▶ BRIEF
Your copy should repeat the data that follows exactly and contain no image.
==============================
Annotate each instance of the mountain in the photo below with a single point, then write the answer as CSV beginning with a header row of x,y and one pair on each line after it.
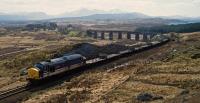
x,y
87,12
183,18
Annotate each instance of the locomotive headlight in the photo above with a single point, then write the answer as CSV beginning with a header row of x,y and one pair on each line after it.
x,y
33,73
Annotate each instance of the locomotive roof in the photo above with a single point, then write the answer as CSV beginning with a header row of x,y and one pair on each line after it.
x,y
61,59
71,57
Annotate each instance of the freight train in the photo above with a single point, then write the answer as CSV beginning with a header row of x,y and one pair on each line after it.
x,y
55,66
65,63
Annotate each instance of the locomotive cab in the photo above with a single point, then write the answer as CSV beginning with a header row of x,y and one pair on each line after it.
x,y
33,74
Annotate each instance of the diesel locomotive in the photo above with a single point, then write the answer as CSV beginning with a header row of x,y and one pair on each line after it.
x,y
55,66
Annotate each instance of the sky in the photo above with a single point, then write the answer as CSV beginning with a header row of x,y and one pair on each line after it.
x,y
189,8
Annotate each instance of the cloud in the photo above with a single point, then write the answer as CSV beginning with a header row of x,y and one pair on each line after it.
==============================
▶ PROBLEM SOLUTION
Annotate each instance of the mountain in the photo below with a single point, then write the answer as CSV beginning with a header row of x,y and one pair on each line after it.
x,y
87,12
183,18
Annotate each instance of the locomotive headlight in the photo above with a single point, then write the answer as CSV beginning with a header row of x,y and one pair on each line after it.
x,y
33,73
Annotate each instance of the locomotive roof in the photo above with a single point, then write the answer as CSV beginning with a header row of x,y and one pair on each line after it.
x,y
61,59
71,57
Annotate each instance of the freight train in the photo above with a single point, then write the answer as CSV beginning with a header row of x,y and one pair on each line after it.
x,y
55,66
65,63
Annotate each instance of the locomotive cab in the photo above with a single point, then write the answer as CSV beginning with a header row of x,y and one pair on each line after it.
x,y
33,74
Annotate each instance of the diesel locomotive in the photo above with a single point, then write the answer as CSV beginning with a header row of x,y and one pair on each line after it.
x,y
55,66
Annotate each instance of the sky in the photo above with a single point, then write the answer as CSV beginning with a header row of x,y and one pair on each line after it.
x,y
189,8
Annotate each instance of the cloud in the photo above with a single point, then write the answer as CSV beginning with a header row of x,y and one pair on each line after it.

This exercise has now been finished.